* [Aim]:
Scale all the entries below by writing them out again in full, requests included, with each coordinate in the answers multiplied by 1.85 and rounded to the nearest whole number, halves rounded up. Keep the numbers in the requests and their format samples as they are.

** Start Data rows **

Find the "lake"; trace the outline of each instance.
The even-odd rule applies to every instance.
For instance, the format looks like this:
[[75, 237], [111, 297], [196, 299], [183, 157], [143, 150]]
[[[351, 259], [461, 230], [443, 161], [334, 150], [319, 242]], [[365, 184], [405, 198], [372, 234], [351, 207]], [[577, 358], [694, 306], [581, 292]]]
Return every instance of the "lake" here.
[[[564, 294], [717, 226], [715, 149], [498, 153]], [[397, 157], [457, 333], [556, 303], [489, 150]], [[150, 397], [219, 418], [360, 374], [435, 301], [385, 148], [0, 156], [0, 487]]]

** End Data rows **

* [Task answer]:
Find the "lake"; trace the outline of each instance.
The even-odd rule applies to every instance.
For instance, the format looks like this:
[[75, 237], [111, 297], [196, 299], [183, 157], [143, 150]]
[[[351, 259], [461, 230], [443, 161], [334, 150], [319, 242]], [[365, 184], [405, 198], [372, 234], [351, 207]], [[577, 358], [694, 306], [581, 292]]]
Return every instance of the "lake" here.
[[[1043, 544], [1326, 418], [1323, 276], [921, 283]], [[734, 290], [845, 616], [1029, 561], [905, 278]], [[278, 734], [405, 773], [666, 692], [805, 557], [712, 274], [0, 289], [0, 901]]]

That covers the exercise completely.